Required work
Print the material below word for word, keeping every line unchanged.

--- begin Data for the task ---

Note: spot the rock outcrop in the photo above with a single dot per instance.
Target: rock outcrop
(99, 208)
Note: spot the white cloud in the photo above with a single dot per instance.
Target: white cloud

--- end Data for the task ---

Exercise solution
Note: spot the rock outcrop in the photo above with a single dot per instance.
Target: rock outcrop
(99, 208)
Note: spot the white cloud in the photo above with a single dot per instance.
Target: white cloud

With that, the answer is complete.